==== AUSGANGSTEXT
Gender Diversity: Die geheime Zutat für Unternehmenserfolg

Der Frauenanteil in technischen Berufen beträgt weniger als 17 Prozent. Nur zwölf Prozent der Vorstandsposten in DAX-Unternehmen sind mit Frauen besetzt. Die Zahlen sprechen für sich und es liegt nahe, dass unter "Gender Diversity" primär Chancengerechtigkeit und Gleichstellung verstanden wird.

In diesem Artikel geht es um den Aspekt Wirtschaftlichkeit. Ich zeige zum einen die wirtschaftlichen Vorteile von Gender Diversity auf und zum anderen Wege für eine erfolgreiche und zukunftsweisende Unternehmensführung. 

Kampf der Geschlechter

Die alten weißen Männer sind schuld. Frauen müssen um Gleichberechtigung kämpfen. Aber übersehen wir nicht etwas?

Wir als menschliche Gemeinschaft werden durch Trennung und Kampf geschwächt. ''Divide et impera'' – ''teile und herrsche'' bedeutet, eine Gruppe, die besiegt oder beherrscht werden soll, in Untergruppen mit gegensätzlichen Interessen aufzuteilen. Dadurch soll erreicht werden, dass sich die Untergruppen gegeneinander wenden, anstatt sich als Gruppe zu vereinen [1]. Genau das geschieht in Bezug auf Geschlechter. Aber wann hat das begonnen?

Forschungen besagen, das Patriarchat sei bereits vor tausenden von Jahren entstanden. Und heute spielen bereits die Vorschulkinder "Jungs gegen Mädchen und Mädchen gegen Jungs". Es wäre naiv zu glauben, das System würde sich von heute auf morgen verändern.
========
==== GEGEBENE ANGABEN
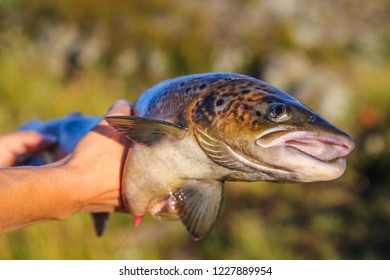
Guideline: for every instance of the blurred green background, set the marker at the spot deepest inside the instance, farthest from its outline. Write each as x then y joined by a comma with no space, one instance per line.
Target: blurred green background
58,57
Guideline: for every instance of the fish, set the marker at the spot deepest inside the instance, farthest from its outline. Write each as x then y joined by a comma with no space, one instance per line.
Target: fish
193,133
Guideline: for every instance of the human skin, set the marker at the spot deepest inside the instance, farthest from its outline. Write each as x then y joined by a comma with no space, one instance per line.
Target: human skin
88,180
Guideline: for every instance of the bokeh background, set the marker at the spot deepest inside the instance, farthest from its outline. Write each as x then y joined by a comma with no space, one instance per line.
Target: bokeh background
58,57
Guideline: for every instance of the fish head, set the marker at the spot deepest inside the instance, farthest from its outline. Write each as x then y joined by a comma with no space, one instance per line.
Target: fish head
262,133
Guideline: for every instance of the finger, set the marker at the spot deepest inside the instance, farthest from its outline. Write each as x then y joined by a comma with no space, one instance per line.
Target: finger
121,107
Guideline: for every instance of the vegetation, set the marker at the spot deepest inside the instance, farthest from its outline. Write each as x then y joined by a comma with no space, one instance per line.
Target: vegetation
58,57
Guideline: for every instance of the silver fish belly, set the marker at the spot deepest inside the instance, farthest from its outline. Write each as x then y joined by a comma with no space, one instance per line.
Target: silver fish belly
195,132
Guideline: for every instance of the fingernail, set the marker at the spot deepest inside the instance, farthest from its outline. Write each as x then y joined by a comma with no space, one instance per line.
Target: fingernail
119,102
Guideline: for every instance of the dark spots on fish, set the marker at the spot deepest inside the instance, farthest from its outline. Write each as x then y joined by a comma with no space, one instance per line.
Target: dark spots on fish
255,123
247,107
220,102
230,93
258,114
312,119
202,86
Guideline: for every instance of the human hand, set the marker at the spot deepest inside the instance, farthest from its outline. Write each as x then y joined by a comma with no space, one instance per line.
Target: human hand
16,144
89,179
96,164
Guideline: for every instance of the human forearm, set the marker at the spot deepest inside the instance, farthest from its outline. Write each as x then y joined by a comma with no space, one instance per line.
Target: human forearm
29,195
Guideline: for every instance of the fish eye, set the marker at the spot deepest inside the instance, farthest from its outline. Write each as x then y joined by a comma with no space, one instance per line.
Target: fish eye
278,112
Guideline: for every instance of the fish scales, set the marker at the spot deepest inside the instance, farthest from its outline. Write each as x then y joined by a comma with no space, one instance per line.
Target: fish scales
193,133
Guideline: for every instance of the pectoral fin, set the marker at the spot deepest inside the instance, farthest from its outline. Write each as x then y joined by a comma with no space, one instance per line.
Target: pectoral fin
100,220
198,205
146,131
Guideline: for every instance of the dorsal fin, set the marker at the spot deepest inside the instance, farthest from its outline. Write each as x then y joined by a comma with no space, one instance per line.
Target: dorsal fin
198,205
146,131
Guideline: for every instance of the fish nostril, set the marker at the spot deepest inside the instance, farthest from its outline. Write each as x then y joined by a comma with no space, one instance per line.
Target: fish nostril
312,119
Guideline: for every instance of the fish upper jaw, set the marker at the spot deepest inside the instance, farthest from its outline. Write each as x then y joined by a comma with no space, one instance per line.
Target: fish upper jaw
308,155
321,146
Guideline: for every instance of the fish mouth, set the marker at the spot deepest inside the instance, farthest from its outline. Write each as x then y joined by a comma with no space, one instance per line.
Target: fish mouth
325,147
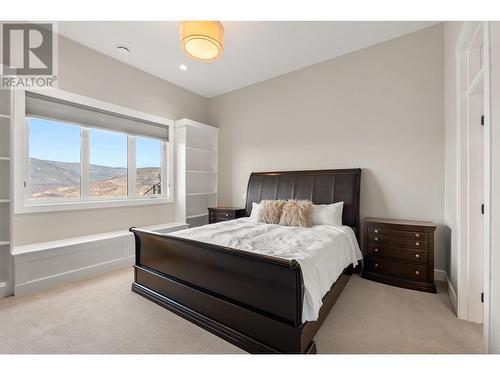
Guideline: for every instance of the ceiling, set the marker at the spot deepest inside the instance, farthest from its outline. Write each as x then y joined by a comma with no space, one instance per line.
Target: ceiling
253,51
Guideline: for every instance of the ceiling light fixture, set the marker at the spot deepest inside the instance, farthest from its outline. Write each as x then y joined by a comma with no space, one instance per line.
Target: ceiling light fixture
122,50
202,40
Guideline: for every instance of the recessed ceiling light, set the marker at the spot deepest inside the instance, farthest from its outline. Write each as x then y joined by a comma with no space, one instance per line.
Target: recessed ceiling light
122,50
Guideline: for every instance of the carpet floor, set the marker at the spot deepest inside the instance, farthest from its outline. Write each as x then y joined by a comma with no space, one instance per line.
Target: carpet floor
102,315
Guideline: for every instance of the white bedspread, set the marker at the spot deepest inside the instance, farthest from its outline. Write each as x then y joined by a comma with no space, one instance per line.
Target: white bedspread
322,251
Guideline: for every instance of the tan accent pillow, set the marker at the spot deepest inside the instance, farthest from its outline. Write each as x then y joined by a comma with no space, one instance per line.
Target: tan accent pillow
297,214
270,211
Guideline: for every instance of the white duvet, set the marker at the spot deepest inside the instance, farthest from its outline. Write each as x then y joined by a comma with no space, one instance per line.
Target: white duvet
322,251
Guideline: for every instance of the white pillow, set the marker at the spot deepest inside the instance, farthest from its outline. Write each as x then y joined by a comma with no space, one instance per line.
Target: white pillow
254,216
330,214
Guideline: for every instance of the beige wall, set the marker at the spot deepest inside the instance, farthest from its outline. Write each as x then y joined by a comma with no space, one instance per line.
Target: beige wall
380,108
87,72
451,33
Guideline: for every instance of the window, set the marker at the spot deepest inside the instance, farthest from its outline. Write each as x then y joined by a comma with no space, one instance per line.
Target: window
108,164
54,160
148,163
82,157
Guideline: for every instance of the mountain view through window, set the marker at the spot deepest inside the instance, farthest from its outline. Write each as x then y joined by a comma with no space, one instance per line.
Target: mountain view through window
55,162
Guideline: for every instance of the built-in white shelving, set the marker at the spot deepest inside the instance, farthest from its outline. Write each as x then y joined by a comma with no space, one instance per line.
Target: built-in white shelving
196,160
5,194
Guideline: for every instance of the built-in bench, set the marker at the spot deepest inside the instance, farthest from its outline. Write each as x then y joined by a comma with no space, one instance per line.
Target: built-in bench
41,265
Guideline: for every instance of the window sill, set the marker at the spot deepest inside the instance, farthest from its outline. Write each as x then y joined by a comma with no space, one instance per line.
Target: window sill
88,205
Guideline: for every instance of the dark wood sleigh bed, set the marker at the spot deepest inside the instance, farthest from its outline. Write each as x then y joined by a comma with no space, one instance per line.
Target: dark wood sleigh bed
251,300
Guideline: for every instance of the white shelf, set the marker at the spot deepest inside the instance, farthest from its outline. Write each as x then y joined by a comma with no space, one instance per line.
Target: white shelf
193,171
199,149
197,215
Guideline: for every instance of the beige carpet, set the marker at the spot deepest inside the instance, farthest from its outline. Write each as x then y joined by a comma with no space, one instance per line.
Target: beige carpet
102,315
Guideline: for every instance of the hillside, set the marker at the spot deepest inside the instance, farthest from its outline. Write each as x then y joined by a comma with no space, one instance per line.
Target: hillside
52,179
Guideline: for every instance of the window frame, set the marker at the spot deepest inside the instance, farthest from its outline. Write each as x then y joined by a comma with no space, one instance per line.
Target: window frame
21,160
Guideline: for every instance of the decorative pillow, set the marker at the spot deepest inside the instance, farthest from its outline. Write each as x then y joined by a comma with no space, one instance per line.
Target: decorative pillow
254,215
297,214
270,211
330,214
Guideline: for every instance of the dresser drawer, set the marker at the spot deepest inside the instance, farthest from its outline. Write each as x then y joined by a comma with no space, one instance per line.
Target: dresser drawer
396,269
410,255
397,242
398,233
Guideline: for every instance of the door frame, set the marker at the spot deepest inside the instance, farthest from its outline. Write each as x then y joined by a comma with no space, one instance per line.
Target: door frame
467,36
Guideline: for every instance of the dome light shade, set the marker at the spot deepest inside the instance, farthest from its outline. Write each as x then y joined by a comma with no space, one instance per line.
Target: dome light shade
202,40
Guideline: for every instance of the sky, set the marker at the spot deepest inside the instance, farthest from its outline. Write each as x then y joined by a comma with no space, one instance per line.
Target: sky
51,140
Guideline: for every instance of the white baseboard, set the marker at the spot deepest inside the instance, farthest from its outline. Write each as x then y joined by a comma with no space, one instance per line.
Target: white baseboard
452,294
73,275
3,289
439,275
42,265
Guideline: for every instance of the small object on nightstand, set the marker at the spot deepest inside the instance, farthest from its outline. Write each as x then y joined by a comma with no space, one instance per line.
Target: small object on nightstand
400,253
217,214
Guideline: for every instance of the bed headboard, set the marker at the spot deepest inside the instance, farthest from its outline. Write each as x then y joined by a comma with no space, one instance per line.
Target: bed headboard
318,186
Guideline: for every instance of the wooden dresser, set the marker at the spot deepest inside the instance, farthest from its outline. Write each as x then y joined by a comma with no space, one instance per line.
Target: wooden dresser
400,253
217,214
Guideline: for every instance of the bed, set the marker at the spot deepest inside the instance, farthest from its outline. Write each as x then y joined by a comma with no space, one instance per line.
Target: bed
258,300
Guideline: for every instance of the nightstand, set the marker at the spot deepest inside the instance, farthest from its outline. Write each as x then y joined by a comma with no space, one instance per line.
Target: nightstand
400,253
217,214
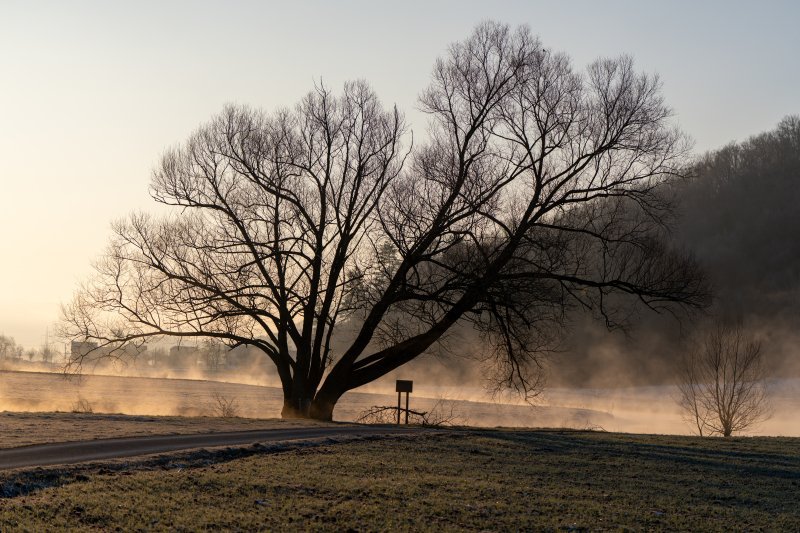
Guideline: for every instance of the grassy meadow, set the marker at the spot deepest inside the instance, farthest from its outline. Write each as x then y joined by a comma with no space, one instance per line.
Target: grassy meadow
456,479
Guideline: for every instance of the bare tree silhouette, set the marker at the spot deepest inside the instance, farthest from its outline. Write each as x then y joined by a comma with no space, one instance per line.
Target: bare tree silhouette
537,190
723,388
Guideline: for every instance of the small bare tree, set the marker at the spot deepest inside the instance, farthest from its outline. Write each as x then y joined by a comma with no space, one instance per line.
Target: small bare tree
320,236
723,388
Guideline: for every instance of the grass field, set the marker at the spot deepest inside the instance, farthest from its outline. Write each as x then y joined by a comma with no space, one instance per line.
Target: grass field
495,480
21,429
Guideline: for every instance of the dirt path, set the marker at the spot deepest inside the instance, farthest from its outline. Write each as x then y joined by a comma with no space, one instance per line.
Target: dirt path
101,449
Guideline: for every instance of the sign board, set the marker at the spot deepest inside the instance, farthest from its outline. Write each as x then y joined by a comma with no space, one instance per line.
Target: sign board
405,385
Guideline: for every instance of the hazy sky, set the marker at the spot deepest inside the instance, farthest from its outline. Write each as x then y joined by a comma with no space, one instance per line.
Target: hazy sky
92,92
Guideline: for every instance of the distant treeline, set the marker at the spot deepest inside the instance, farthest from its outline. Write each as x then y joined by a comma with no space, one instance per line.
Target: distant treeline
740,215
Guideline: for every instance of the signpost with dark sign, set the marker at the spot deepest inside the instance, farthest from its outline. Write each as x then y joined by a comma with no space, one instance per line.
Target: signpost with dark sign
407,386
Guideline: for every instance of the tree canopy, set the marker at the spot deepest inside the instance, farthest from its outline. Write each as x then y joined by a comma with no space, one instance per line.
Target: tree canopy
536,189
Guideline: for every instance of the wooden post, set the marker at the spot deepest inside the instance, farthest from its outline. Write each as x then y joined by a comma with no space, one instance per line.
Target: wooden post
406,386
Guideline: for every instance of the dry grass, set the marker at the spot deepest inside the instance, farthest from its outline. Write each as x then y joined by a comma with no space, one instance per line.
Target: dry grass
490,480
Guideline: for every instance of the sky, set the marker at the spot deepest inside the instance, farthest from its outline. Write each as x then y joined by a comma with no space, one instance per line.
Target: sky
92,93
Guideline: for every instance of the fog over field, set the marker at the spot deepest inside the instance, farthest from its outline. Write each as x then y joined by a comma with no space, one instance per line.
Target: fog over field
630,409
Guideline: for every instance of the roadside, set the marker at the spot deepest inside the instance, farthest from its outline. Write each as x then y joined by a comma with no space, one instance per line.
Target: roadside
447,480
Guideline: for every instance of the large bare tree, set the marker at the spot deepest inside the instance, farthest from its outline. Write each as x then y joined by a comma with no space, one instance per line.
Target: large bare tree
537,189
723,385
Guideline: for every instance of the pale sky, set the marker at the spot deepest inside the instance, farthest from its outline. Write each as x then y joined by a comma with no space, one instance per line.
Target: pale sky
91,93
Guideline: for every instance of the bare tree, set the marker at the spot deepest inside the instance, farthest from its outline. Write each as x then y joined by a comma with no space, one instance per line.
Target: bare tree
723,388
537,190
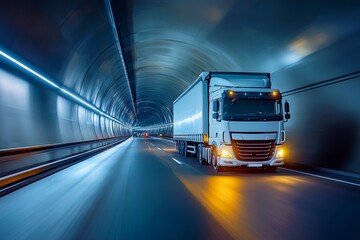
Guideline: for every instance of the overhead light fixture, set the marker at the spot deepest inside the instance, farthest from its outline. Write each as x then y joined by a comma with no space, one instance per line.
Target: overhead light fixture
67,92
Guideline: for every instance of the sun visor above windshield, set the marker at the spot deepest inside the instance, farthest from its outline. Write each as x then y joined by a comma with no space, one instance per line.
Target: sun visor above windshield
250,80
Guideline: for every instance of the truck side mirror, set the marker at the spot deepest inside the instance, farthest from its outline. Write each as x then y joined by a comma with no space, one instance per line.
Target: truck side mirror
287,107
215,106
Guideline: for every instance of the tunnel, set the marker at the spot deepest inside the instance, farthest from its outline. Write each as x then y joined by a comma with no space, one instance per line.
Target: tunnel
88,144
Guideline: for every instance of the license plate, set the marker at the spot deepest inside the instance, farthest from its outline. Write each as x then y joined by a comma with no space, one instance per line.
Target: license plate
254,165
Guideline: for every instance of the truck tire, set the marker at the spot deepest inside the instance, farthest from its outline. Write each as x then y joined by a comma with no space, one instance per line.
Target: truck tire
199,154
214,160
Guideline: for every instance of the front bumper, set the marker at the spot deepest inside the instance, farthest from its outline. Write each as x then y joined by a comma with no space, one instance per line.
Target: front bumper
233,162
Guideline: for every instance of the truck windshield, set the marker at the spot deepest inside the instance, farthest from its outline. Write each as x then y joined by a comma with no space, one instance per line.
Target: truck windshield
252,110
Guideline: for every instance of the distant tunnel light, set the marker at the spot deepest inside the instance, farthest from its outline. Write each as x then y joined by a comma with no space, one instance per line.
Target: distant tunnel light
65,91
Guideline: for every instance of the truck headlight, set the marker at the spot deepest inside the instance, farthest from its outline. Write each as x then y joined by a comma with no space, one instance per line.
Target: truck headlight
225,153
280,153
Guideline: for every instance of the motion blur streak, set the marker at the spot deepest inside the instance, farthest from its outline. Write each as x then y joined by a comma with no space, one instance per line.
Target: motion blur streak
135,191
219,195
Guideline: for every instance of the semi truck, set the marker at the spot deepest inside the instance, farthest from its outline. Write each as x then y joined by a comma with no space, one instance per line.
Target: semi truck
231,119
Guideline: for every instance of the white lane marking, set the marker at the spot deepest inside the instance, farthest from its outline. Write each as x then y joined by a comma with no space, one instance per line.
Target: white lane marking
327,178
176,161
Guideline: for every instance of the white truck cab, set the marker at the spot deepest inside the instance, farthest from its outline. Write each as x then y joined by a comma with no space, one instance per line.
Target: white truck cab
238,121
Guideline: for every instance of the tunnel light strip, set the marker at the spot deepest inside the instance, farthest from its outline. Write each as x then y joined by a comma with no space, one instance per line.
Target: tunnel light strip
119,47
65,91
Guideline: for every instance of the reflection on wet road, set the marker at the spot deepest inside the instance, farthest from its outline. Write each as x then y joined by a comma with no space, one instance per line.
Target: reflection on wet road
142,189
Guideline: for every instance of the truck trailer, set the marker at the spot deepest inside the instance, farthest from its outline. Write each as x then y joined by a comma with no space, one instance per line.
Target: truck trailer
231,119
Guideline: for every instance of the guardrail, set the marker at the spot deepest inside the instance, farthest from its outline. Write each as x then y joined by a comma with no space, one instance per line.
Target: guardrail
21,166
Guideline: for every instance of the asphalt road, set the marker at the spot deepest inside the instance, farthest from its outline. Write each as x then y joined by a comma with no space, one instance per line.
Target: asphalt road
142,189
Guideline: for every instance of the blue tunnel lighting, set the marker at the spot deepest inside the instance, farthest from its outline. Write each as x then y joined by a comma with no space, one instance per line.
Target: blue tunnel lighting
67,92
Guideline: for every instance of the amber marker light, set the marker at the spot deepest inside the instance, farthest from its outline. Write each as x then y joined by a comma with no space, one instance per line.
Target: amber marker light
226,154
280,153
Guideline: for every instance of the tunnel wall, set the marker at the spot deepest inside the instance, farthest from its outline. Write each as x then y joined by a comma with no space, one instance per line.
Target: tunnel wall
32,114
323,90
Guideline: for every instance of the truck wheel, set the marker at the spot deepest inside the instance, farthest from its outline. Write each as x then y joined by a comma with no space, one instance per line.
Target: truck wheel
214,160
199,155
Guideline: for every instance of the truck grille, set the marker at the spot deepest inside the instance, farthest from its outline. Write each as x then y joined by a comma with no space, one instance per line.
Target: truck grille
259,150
========
* ZU BEARBEITENDE AUFGABEN:
**1)** Fassen Sie den Absatz aus dem Text über Gender Diversity, der mit „Wir als menschliche Gemeinschaft“ beginnt, als Stichpunktliste zusammen und behalten Sie dabei seine wesentlichen Aussagen bei.
**2)** Schreiben Sie den Abschnitt des Textes über Gender Diversity von „Wir als menschliche“ bis einschließlich „auf morgen verändern.“ wortgetreu ab.
**3)** Führen Sie den Text über Gender Diversity im Anschluss an seinen letzten Satz weiter.
Die Daten sind eigenständiges Material und gehören nicht zum Text über Gender Diversity.

* LÖSUNGEN JE AUFGABE:
**1)**
- Trennung und Kampf schwächen die menschliche Gemeinschaft.
- „Divide et impera“ („teile und herrsche“) bedeutet, eine Gruppe, die besiegt oder beherrscht werden soll, in Untergruppen mit gegensätzlichen Interessen aufzuteilen.
- Dadurch sollen sich die Untergruppen gegeneinander wenden, statt sich als Gruppe zu vereinen.
- Genau das geschieht in Bezug auf die Geschlechter.
- Offen bleibt die Frage, wann das begonnen hat.

**2)**
Wir als menschliche Gemeinschaft werden durch Trennung und Kampf geschwächt. ''Divide et impera'' – ''teile und herrsche'' bedeutet, eine Gruppe, die besiegt oder beherrscht werden soll, in Untergruppen mit gegensätzlichen Interessen aufzuteilen. Dadurch soll erreicht werden, dass sich die Untergruppen gegeneinander wenden, anstatt sich als Gruppe zu vereinen [1]. Genau das geschieht in Bezug auf Geschlechter. Aber wann hat das begonnen?

Forschungen besagen, das Patriarchat sei bereits vor tausenden von Jahren entstanden. Und heute spielen bereits die Vorschulkinder "Jungs gegen Mädchen und Mädchen gegen Jungs". Es wäre naiv zu glauben, das System würde sich von heute auf morgen verändern.

**3)**
Der erste Schritt: Erkennen, dass der Kampf der Geschlechter ein künstliches Konstrukt ist, welches nicht unserer Natur entspricht. Seit Anbeginn der Menschheit profitieren wir von der Gemeinschaft und gemeinsam erreichen wir immer mehr.

Studien zum positiven Einfluss von Gender Diversity

In Technologieunternehmen sind Frauen in Führungspositionen nach wie vor unterrepräsentiert. Dabei zeigen immer mehr Studien, dass weibliche Führungskräfte ein entscheidender Erfolgsfaktor sind.

Studie 1: Is Gender Diversity Profitable? Evidence from a Global Survey

Im Jahr 2016 untersuchte das Peterson Institute for International Economics 21.980 Unternehmen in 91 Ländern. Dabei handelte es sich um Unternehmen verschiedener Größen und unterschiedlicher Profitabilität. Bei den profitablen Unternehmen mit einem Frauenanteil von 30 Prozent unter den Führungskräften ist im Vergleich zu Unternehmen ohne weibliche Führungskräfte eine um 15 Prozent höhere Rentabilität und ein um 6 Prozent höherer Nettogewinn möglich [2].

Studie 2: Diversity wins: How inclusion matters

Die Unternehmensberatung McKinsey beschäftigt sich seit Jahren mit Diversity. Mehr als 1.000 Großunternehmen in 15 Ländern wurden in der jüngsten McKinsey-Studie 2020 untersucht. Die Ergebnisse zeigen: Unternehmen, die sowohl Männer als auch Frauen in Führungspositionen beschäftigen, haben eine um 48 Prozent größere Wahrscheinlichkeit, überdurchschnittliche Ergebnisse zu erzielen als Unternehmen, in denen nur Männer oder nur Frauen in Führungspositionen vertreten sind [3].

Die Untersuchung bestätigt auch, dass Unternehmen ein signifikant besseres finanzielles Ergebnis erzielen, wenn 30 Prozent der Führungspositionen von Frauen besetzt sind. Dies gilt als "magische" Diversitätsgrenze.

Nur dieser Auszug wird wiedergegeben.